─── QUOTED PASSAGE
Growth and Institutions: A Review of the Evidence

Library
J Aron
2000

Summary

What is the evidence for a link between institutions and economic growth across countries and over time? This paper, prepared for the 1997 World Development Report, reviews the economic literature that tries to link quantitative measures of institutions with growth of gross domestic product. It concludes that the evidence does suggest a link between the quality of institutions and investment and growth, but that the evidence is by no means robust.

North provides an institutional framework that can be understood with the economic literature to provide a rich interpretation of the effects of institutions on growth. The institutional framework affects growth because it is integral to the amount spent on both the costs of transactions and the costs of transformation in the production process. Institutions may be weaker in some countries because rules are simply absent, suboptimal or poorly enforced.

The way that empirical institutional measures are categorised is important for interpreting their effects. It is important to distinguish between measures that describe the attributes of institutions and those that evaluate their performance. Descriptions of features of institutions reveal nothing about how they perform. Another important distinction is between the performance of institutions and measures of social characteristics and political instability. Informal constraints are difficult to measure but some measures of social capital capture the extent of civic activity and associations, which in turn imply the existence of social constraints that may influence growth.

Correlations in growth models can suggest a relationship, but not the direction of causality. Also, adjustments are required to growth models to control two problems in particular:

  • Endogeneity: Institutions are considered ‘endogenous’ variables in growth models, as their value is partly determined within the structural system of the model. Few researchers take endogeneity seriously. The problem can be reduced by measuring institutional quality at the beginning of the period being studied.
  • Ordinality: Some indexes rank countries on a given criterion without specifying the degree of difference between countries, simply giving each country a ranking number. This can give misleading results.
──────
─── DATASET ENTRIES
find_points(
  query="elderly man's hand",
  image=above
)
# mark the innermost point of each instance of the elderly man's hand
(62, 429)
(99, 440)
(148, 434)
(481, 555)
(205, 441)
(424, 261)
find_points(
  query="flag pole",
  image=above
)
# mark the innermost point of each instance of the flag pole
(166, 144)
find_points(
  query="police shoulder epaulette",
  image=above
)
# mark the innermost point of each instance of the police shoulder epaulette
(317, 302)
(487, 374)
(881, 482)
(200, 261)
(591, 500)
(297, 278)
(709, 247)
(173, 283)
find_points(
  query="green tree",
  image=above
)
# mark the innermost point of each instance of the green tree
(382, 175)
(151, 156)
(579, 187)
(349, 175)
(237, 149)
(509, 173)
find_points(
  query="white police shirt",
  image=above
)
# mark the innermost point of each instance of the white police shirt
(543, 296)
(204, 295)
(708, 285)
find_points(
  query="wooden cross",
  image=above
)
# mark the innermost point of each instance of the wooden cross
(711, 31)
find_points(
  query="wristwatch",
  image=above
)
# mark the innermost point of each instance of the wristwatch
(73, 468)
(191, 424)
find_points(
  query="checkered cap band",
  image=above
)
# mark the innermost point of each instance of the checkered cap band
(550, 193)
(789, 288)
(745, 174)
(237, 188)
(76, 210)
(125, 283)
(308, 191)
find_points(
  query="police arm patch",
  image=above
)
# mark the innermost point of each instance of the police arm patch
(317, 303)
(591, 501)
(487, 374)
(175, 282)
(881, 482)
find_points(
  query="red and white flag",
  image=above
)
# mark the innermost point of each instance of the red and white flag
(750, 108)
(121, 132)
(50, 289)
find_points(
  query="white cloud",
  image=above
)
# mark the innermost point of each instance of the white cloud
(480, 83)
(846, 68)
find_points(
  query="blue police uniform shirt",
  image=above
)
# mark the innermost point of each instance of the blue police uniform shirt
──────
§ **CHALLENGE 1**
In the growth and institutions summary, retype the passage starting at "Correlations in growth" and ending at "period being studied.".
§ **CHALLENGE 2**
Condense the paragraph of the growth and institutions summary that begins "The way that empirical institutional measures" into a short bulleted list that keeps its main facts.

§ **EXERCISE SOLUTION 1**
Correlations in growth models can suggest a relationship, but not the direction of causality. Also, adjustments are required to growth models to control two problems in particular:

  • Endogeneity: Institutions are considered ‘endogenous’ variables in growth models, as their value is partly determined within the structural system of the model. Few researchers take endogeneity seriously. The problem can be reduced by measuring institutional quality at the beginning of the period being studied.

§ **EXERCISE SOLUTION 2**
- How empirical institutional measures are categorized matters for interpreting their effects.
- Measures that describe institutions' attributes must be distinguished from those that evaluate their performance. Descriptions of features reveal nothing about performance.
- Institutional performance must also be distinguished from measures of social characteristics and political instability.
- Informal constraints are hard to measure. Some social capital measures capture civic activity and associations, which imply social constraints that may influence growth.